▶ **TASK TO COMPLETE**
Images should be left out, and everything else in the listing reproduced exactly.

--- begin RAW DATA ---

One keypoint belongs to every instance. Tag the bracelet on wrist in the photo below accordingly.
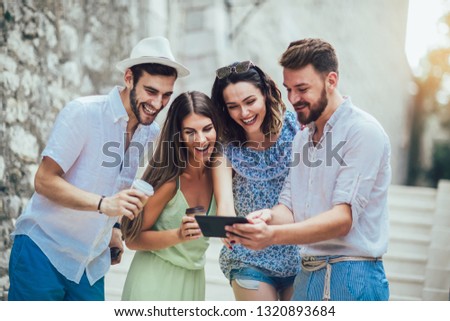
(100, 204)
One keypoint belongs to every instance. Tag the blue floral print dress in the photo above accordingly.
(257, 182)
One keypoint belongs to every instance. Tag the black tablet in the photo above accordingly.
(214, 226)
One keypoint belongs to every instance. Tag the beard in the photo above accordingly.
(135, 108)
(315, 110)
(134, 104)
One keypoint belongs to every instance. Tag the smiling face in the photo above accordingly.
(246, 106)
(199, 136)
(306, 92)
(149, 96)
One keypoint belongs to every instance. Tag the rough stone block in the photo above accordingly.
(10, 81)
(7, 63)
(16, 110)
(2, 171)
(23, 144)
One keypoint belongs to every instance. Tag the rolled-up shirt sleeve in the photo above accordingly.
(366, 152)
(68, 136)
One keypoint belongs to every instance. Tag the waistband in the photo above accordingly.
(315, 263)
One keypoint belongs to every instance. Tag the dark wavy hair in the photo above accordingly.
(320, 54)
(275, 108)
(171, 155)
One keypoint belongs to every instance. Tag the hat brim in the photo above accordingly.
(123, 65)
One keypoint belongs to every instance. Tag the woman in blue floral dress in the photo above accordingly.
(258, 136)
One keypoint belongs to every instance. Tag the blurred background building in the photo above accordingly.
(52, 51)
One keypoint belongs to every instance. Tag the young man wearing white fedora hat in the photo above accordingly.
(62, 239)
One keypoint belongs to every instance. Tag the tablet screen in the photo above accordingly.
(214, 226)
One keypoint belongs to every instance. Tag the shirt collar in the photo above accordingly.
(118, 109)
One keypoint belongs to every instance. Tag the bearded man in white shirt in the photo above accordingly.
(334, 201)
(62, 240)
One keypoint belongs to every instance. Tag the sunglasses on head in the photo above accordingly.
(239, 68)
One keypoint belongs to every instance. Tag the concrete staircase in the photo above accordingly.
(417, 262)
(411, 212)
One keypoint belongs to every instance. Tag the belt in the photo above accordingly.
(311, 264)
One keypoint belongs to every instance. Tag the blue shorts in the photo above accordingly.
(350, 281)
(257, 275)
(33, 278)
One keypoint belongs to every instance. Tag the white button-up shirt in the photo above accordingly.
(88, 142)
(349, 165)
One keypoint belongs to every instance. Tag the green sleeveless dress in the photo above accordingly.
(175, 273)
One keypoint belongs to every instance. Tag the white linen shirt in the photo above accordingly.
(88, 142)
(349, 165)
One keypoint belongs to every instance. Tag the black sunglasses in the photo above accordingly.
(239, 68)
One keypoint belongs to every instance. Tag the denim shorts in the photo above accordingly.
(255, 274)
(350, 281)
(34, 278)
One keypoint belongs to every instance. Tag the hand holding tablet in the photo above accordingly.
(214, 226)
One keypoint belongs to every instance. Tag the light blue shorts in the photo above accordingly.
(33, 278)
(350, 281)
(249, 278)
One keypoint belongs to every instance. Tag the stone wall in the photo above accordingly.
(51, 52)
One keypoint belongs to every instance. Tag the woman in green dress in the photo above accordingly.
(170, 250)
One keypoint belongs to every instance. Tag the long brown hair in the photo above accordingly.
(171, 156)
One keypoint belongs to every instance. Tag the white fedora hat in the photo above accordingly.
(152, 50)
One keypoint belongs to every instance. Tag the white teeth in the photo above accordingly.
(202, 149)
(148, 110)
(249, 120)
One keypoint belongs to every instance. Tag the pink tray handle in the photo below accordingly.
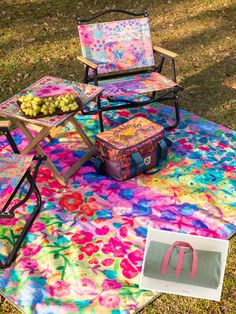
(180, 259)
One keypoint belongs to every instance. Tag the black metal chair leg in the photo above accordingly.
(100, 114)
(177, 114)
(4, 213)
(33, 188)
(12, 256)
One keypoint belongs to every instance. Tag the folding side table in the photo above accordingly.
(47, 127)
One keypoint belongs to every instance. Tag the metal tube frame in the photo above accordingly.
(8, 214)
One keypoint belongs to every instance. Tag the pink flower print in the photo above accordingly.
(93, 261)
(80, 257)
(107, 262)
(60, 288)
(111, 285)
(136, 257)
(86, 37)
(28, 263)
(102, 231)
(30, 249)
(89, 249)
(8, 222)
(109, 300)
(116, 247)
(123, 231)
(46, 191)
(82, 237)
(37, 226)
(85, 286)
(128, 270)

--- end RAW DATA ---

▶ **TASK RESPONSE**
One keypoint belongs to every instance. Tag the bracelet on wrist in the photo below accordingly.
(100, 204)
One keypoint belongs to every instance. Tag the blue floral print dress in the photo above accordingly.
(257, 182)
One keypoint belongs to every instance. Tag the black tablet in the photo above accordingly.
(214, 226)
One keypoint belongs to every instance. Tag the beard in the photo above accordingly.
(135, 108)
(315, 110)
(134, 104)
One keypoint belongs to every instance. Tag the smiling face in the photo above accordingly.
(246, 106)
(199, 136)
(306, 92)
(149, 96)
One keypoint belongs to every instance. Tag the rough stone block in the photo above accordingly.
(10, 81)
(7, 63)
(16, 110)
(2, 171)
(23, 144)
One keypoint belongs to every instance. Tag the rolled-up shirt sleeve in the photo above accordingly.
(366, 152)
(68, 136)
One keypoint belongs to every instance. Tag the waistband in the photo above accordingly.
(315, 263)
One keypoint belongs to every instance. Tag the dark wavy hair in the photo above accordingly.
(320, 54)
(275, 108)
(171, 155)
One keypoint belongs to every instance. Tag the hat brim in the photo above accordingly.
(123, 65)
One keypoint belongs to every instance. Tag the woman in blue floral dress in the photo above accordingly.
(258, 136)
One keypoint belongs to every instance. Tag the blurred background building in the photo above accordingly.
(52, 51)
One keypoint belongs to every instance. Tag the young man wearing white fedora hat in the photo above accordingly.
(62, 239)
One keypoint belongs to every instance. Tag the tablet screen in the photo above accordingly.
(214, 226)
One keypoint belongs to every instance. Tag the shirt collar in the photo above accordingly.
(118, 109)
One keypoint belongs to every instance. Tag the bearded man in white shirt in the photo above accordingly.
(334, 201)
(62, 240)
One keypoint belongs to every instance. Tag the sunglasses on head in the photo above accordingly.
(239, 68)
One keypoint belongs to every instance. Tag the concrete staircase in the photo above accordingly.
(417, 262)
(411, 212)
One keypoint belongs to every instance. Tag the belt in the photo above accordingly.
(311, 264)
One keypoint belongs to every instance. Tag the blue shorts in the photo above accordingly.
(350, 281)
(257, 275)
(33, 278)
One keypoint belongs to every instance. Tag the white button-up shirt in the photo above accordingly.
(88, 142)
(349, 165)
One keypoint belongs to every instance. Tag the green sleeveless dress in the photo above accordingly.
(175, 273)
One keypoint belongs to every instance. Tag the white linen shirt in the photo above accordingly.
(88, 142)
(349, 165)
One keypoint belongs to every instance. Tag the black sunglasses in the photo above accordingly.
(239, 68)
One keypoint belongs to every instance. Tag the denim shorts in the photo above accordingly.
(255, 274)
(350, 281)
(34, 278)
One keypoint belongs to every instance. Tag the hand holding tablet in the photo above accordingly.
(214, 226)
One keypoint belongs to every instance. Tag the light blue shorts in the photo above accordingly.
(33, 278)
(350, 281)
(249, 278)
One keypoint belongs to every instance. Tag the stone wall in the photo above accordingly.
(51, 52)
One keypoint belongs to every instance. Tag the woman in green dress in the photo above accordingly.
(170, 250)
One keypoint belongs to every instance. Tag the long brown hair in the photo above accordingly.
(171, 156)
One keypoint belongs to every instance. Tag the white fedora hat in the photo above accordingly.
(152, 50)
One keypoint belongs to every instance. Tag the white teeth in the photo above accordingly.
(202, 149)
(148, 110)
(249, 120)
One keypoint belongs to every instance. Tag the pink tray handle in the photo below accordingly.
(180, 259)
One keypoint belongs to every instance. Tag the black metal chair leg in the photo above accordingly.
(100, 114)
(177, 114)
(4, 213)
(33, 188)
(12, 256)
One keypoint belongs to every instance. Tag the folding side table in the photo above accordingly.
(47, 127)
One keypoint belongs to every instance. Tag the metal tube frame in the photo above accordingly.
(8, 214)
One keypoint belongs to every instance. Tag the pink flower print in the photo above accordingly.
(93, 261)
(80, 257)
(107, 262)
(60, 288)
(111, 285)
(136, 257)
(86, 37)
(28, 263)
(102, 231)
(30, 249)
(89, 249)
(8, 222)
(109, 300)
(116, 247)
(123, 231)
(46, 191)
(82, 237)
(37, 226)
(85, 286)
(128, 270)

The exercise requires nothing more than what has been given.